Are you able to quote each entry exactly as written?

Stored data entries

= = = =

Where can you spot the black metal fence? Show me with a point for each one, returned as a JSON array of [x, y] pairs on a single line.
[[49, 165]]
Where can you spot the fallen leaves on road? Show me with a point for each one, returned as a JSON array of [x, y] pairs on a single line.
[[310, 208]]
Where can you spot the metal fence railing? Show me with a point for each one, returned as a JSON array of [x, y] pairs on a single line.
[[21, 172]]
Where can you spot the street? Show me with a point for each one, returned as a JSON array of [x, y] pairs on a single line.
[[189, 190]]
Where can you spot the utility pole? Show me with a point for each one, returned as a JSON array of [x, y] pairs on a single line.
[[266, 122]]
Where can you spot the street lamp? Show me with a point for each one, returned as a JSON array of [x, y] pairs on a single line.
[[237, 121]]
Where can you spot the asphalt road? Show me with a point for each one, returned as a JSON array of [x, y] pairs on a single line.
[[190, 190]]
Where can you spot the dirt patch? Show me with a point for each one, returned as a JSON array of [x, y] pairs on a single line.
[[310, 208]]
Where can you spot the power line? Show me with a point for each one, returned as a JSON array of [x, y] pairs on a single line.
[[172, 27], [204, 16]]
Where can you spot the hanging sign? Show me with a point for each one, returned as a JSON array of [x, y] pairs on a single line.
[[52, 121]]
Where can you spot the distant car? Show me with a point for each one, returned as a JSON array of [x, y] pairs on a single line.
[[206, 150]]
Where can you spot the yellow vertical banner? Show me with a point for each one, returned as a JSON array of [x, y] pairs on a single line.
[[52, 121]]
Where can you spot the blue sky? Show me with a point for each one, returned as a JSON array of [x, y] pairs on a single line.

= = = =

→ **Output**
Where can you spot the black metal fence? Show me with a point for each one, returned as a JSON array of [x, y] pairs on a single line.
[[49, 165]]
Where can you spot the fallen leaves on road? Show me with a point for each one, returned as a JSON array of [x, y] pairs on a single line.
[[310, 208]]
Where can you spot the metal fence railing? Show me with a point for each one, returned as a JSON array of [x, y] pairs on a single line.
[[21, 172]]
Where can you spot the street? Show me with a point for each one, returned as a JSON array of [x, y] pairs on a single line.
[[189, 190]]
Where can you spot the utility pole? Show me with a point for each one, returned as a JSON array of [x, y] pairs on a single line.
[[266, 122]]
Where can you spot the street lamp? Show me with a point for each one, returned as a JSON array of [x, y] pairs on a single line.
[[237, 121]]
Where can you spot the asphalt road? Show me with a point for each one, returned as a JSON array of [x, y] pairs on a single line.
[[190, 190]]
Where can you spot the dirt patch? Show me with a point for each one, returned as a JSON array of [x, y] pairs on a single line.
[[310, 208]]
Where can you spot the power line? Show me with a point for each one, returned as a JSON array of [x, y] pairs on a single line.
[[172, 27], [204, 16]]
Where can you spot the hanging sign? Show me with a point for each one, returned as a JSON array of [x, y] pairs on a single line.
[[52, 121]]
Where can you spot the distant car? Show me with a point for each one, returned as a JSON array of [x, y] pairs on a single line.
[[206, 150]]
Where can you spot the yellow vertical banner? Show me with a point for each one, returned as a JSON array of [x, y] pairs on a single line.
[[52, 121]]
Where can you spot the blue sky? Show me with a point for each one, returned as a JSON array of [x, y] pairs on a single line.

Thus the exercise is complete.